> **Work instructions**
Output all records below verbatim.

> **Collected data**
━━━━

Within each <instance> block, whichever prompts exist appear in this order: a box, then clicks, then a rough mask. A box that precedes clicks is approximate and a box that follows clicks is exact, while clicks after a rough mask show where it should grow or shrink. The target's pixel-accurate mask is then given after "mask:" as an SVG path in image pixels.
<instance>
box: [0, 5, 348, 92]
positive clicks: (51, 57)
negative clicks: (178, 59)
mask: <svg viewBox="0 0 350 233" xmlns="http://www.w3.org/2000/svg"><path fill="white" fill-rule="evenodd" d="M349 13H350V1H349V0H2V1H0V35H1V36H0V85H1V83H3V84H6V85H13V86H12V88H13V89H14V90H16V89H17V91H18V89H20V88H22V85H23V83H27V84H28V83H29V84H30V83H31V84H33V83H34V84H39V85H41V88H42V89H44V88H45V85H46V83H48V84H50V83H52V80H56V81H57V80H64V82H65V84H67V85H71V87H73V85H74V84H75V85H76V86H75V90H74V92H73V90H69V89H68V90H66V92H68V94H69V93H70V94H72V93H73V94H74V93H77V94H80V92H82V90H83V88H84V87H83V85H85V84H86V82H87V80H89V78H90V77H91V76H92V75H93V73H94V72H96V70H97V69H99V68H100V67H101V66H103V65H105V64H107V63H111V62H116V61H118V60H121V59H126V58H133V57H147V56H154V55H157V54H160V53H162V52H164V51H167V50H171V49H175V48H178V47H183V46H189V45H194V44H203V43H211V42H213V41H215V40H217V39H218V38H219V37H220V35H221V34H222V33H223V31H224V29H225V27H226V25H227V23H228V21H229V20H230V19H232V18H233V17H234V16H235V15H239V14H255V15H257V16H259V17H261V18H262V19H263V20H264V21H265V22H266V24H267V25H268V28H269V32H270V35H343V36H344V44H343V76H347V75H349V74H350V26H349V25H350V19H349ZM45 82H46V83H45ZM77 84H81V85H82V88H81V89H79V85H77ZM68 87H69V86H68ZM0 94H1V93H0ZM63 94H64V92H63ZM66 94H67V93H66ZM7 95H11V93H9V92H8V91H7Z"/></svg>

━━━━

> **Written solution**
Within each <instance> block, whichever prompts exist appear in this order: a box, then clicks, then a rough mask. A box that precedes clicks is approximate and a box that follows clicks is exact, while clicks after a rough mask show where it should grow or shrink. The target's pixel-accurate mask is then given after "mask:" as an SVG path in image pixels.
<instance>
box: [0, 5, 348, 92]
positive clicks: (51, 57)
negative clicks: (178, 59)
mask: <svg viewBox="0 0 350 233" xmlns="http://www.w3.org/2000/svg"><path fill="white" fill-rule="evenodd" d="M349 13H350V1H349V0H2V1H0V35H1V36H0V85H1V83H3V84H6V85H13V86H12V88H13V89H14V90H16V89H17V91H18V89H20V88H22V85H23V83H27V84H28V83H29V84H30V83H31V84H33V83H34V84H39V85H41V88H42V89H44V88H45V85H46V83H48V84H50V83H52V80H56V81H57V80H64V82H65V84H67V85H71V87H73V85H74V84H75V85H76V86H75V90H74V92H73V90H69V89H68V90H66V92H68V94H69V93H70V94H72V93H73V94H74V93H77V94H80V92H82V90H83V88H84V87H83V85H85V84H86V82H87V80H89V78H90V77H91V76H92V75H93V73H94V72H96V70H97V69H99V68H100V67H101V66H103V65H105V64H107V63H111V62H116V61H118V60H121V59H126V58H133V57H147V56H154V55H157V54H160V53H162V52H164V51H167V50H171V49H175V48H178V47H183V46H189V45H194V44H203V43H211V42H213V41H215V40H217V39H218V38H219V37H220V35H221V34H222V33H223V31H224V29H225V27H226V25H227V23H228V21H229V20H230V19H232V18H233V17H234V16H235V15H239V14H255V15H257V16H259V17H261V18H262V19H263V20H264V21H265V22H266V24H267V25H268V28H269V32H270V35H343V36H344V44H343V76H347V75H349V74H350V26H349V25H350V19H349ZM45 82H46V83H45ZM77 84H81V85H82V88H81V89H79V85H77ZM68 87H69V86H68ZM0 94H1V93H0ZM63 94H64V92H63ZM66 94H67V93H66ZM7 95H11V93H9V92H8V91H7Z"/></svg>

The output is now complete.